+++ EXCERPTED PASSAGE +++
Uses: Most common in the English disciplines, especially show jumping and eventing. Used mainly on strong horses. Not permitted in dressage, not commonly used in hunt seat riding. Rather rare in a pelham, very rare in a curb bit.
[edit] 

Chain mouth

Types of bits: gag, curb

What it is: As its name suggests, this mouthpiece is several links of chain.

Uses: Seen in the Western disciplines. Note: There are some chain bits made of bicycle chain rather than link chain. These bits are considered by most horsemen to be too severe for use and many categorize them as cruel. These bits are not allowed in competition. 
[edit] 

Twisted/Serrated Bits

All twisted mouthpieces are considered more severe than smooth mouthpieces. In general, they are not appropriate for novice riders or those with harsh or unskilled hands. Neither these nor any bits should be used to the point where they cause bleeding of the horse's mouth.

If a rider believes such a bit would benefit his horse, he should first look at the animal's training and his own skills. Many problems can be resolved through proper training, rather than harsher bitting. Usually, it is the less-skilled riders who find the need to use harsher bits, because they can't control their horses in anything else.
That being said, there are cases in which skilled riders can use such bits to their advantage, and improve the horse's training. These bits are NOT permitted in dressage competition, and are generally not used for schooling dressage horses.
[edit] 

Slow Twist

The slow twist is thicker than the twisted wire bits

Types of Bits: Snaffle, pelham, gag

What it is: A mouthpiece (usually single-jointed) with a slight twist in the cannons. Thicker and with fewer twists than a wire bit, has fewer edges than a corkscrew.

Action: The twist causes edges that result as pressure points in the horse's mouth. Increases pressure on the tongue and bars, also acts on the lips. Generally considered strong and fairly severe.

Materials: Usually stainless steel

Uses: Most commonly found on snaffles, quite rare on pelhams and gags. Usually seen in English disciplines. Not permitted in dressage competition. Note: The slow twist is often incorrectly used to refer to the corkscrew or a wire bit. These bits are not the same. 
[edit] 

Corkscrew

Types of Bits: Snaffle, driving bits (curbs)

What it is: The mouthpiece (usually single-jointed) has many rounded edges. However, it is not actually "corkscrew" in shape, but more has a more "screw-like" mouthpiece with blunt edges. Thicker than a wire bit, thinner than a slow twist.

Action: The edges amplify pressure on the mouth, especially the bars and tongue. Considered severe.

Uses: Mostly seen in English-type disciplines, and in driving. Not permitted in dressage. Note: The name is often incorrectly used to refer to the slow twist or wire bit. These bits are not the same. 
[edit] Single Twisted Wire


Twisted wire.

Types of Bits: snaffle, gag, curb

What it is: Mouthpiece is a single-jointed bit made of a thin twisted piece of wire for each joint.

Action: The wire bit is extremely severe. It is not only very thin, but it has twists in it that cause pressure point.
+++ PROVIDED RECORDS +++
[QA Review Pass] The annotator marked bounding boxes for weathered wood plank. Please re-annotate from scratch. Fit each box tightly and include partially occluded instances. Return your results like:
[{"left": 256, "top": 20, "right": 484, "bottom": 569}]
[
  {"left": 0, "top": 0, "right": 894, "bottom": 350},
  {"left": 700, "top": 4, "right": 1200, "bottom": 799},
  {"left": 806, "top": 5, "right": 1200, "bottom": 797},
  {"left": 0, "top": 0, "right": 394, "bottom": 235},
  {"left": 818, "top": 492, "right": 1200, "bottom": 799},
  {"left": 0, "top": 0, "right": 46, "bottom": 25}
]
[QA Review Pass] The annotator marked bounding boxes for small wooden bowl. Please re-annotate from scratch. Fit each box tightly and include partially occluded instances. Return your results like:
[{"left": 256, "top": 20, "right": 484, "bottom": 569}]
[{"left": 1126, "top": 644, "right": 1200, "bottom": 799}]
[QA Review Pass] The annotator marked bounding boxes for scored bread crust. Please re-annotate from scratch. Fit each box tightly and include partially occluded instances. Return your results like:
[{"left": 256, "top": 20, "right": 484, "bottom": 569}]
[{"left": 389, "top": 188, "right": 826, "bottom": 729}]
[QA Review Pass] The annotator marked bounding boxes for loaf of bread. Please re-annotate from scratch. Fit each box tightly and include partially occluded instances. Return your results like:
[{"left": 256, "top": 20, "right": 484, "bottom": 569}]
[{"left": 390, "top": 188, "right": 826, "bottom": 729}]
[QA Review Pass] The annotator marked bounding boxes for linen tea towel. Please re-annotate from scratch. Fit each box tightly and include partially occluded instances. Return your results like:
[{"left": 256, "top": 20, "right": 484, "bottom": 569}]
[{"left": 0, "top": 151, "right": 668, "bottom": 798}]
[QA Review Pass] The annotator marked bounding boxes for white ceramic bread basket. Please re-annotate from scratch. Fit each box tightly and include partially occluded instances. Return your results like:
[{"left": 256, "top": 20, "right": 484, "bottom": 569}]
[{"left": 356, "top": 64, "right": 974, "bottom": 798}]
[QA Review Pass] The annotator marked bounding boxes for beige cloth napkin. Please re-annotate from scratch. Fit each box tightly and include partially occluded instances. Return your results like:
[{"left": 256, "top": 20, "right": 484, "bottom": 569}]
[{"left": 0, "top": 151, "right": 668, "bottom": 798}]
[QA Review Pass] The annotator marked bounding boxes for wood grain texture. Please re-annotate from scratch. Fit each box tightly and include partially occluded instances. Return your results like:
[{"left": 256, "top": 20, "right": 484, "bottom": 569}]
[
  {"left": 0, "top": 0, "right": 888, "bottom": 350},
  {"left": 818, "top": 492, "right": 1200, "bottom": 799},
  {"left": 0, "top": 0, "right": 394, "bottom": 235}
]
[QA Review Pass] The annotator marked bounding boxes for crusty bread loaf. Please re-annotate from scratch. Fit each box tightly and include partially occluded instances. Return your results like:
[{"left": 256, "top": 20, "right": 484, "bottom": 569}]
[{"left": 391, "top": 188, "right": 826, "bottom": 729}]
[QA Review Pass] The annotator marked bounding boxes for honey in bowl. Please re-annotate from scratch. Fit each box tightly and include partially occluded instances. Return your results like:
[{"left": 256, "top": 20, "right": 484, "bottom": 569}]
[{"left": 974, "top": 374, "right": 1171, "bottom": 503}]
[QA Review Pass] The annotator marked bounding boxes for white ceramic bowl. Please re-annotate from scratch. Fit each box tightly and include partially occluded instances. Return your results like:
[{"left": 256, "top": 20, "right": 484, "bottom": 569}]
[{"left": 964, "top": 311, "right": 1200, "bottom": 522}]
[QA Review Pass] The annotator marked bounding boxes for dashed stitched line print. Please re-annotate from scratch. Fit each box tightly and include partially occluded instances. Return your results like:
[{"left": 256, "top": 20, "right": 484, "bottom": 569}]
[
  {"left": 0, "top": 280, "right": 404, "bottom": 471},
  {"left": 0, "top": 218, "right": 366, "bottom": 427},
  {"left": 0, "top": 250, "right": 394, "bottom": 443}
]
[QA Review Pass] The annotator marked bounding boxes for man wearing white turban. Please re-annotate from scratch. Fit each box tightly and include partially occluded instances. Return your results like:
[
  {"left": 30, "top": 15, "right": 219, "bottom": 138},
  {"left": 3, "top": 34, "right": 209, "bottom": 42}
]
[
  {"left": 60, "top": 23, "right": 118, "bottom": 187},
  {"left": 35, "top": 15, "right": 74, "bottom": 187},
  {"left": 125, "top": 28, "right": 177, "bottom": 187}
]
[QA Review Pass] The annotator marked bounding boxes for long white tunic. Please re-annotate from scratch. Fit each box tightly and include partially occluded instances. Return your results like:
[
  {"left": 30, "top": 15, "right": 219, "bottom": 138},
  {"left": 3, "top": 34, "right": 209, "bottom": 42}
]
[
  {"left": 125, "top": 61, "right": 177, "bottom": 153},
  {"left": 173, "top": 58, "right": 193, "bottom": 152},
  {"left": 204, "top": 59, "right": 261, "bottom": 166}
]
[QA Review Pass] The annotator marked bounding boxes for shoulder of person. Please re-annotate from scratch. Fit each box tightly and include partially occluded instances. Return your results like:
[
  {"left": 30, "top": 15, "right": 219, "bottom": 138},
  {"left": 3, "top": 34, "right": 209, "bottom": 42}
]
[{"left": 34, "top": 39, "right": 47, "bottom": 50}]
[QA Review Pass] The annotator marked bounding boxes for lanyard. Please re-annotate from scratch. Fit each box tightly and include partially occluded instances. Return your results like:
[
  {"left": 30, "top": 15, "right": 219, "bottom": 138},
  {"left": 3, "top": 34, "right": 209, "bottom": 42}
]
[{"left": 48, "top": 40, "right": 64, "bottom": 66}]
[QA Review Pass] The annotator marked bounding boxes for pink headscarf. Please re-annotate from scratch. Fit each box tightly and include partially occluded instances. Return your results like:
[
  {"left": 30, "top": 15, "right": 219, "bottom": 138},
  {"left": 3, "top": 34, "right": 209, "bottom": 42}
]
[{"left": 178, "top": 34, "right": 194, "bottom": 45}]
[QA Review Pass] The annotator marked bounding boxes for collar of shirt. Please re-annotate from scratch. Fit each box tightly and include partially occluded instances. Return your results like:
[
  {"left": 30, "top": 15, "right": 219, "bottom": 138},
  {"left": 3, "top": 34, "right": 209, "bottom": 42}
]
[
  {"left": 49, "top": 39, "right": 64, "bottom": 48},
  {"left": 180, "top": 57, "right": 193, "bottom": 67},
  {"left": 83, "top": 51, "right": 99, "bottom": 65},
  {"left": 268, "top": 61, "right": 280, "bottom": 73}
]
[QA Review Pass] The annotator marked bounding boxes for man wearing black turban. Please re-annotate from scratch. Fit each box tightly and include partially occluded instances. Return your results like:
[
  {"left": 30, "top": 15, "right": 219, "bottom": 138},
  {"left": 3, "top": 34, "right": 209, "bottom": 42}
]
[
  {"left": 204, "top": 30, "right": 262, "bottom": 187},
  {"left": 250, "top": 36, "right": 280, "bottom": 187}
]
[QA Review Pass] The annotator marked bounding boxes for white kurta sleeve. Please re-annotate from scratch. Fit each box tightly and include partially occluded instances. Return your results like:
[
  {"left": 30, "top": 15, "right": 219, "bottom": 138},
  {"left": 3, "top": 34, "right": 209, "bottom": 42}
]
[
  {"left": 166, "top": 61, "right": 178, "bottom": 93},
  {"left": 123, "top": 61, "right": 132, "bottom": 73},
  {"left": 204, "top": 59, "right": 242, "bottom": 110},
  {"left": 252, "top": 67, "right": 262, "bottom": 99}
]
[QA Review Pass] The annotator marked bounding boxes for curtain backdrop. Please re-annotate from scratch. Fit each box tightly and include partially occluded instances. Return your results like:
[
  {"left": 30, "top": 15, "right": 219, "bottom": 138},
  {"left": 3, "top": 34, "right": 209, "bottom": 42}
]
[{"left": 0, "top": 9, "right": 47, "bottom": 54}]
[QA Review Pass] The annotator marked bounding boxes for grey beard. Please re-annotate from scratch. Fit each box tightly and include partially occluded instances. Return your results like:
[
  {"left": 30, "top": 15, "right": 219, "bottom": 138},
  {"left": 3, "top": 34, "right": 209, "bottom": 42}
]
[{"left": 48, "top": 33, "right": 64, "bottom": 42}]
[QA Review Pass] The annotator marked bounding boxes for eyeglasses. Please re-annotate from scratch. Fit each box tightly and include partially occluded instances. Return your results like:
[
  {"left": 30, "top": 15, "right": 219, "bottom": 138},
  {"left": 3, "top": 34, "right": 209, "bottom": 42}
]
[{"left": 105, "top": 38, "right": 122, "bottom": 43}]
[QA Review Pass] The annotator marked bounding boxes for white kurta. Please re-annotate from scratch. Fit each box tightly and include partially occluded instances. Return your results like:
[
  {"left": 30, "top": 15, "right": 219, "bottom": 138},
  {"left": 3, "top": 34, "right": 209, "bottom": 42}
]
+++
> _YOUR GOAL_: Transcribe the passage on horse bit mouthpieces from "What it is: The" up to and including "for each joint.".

> _RESPONSE BELOW_:
What it is: The mouthpiece (usually single-jointed) has many rounded edges. However, it is not actually "corkscrew" in shape, but more has a more "screw-like" mouthpiece with blunt edges. Thicker than a wire bit, thinner than a slow twist.

Action: The edges amplify pressure on the mouth, especially the bars and tongue. Considered severe.

Uses: Mostly seen in English-type disciplines, and in driving. Not permitted in dressage. Note: The name is often incorrectly used to refer to the slow twist or wire bit. These bits are not the same. 
[edit] Single Twisted Wire


Twisted wire.

Types of Bits: snaffle, gag, curb

What it is: Mouthpiece is a single-jointed bit made of a thin twisted piece of wire for each joint.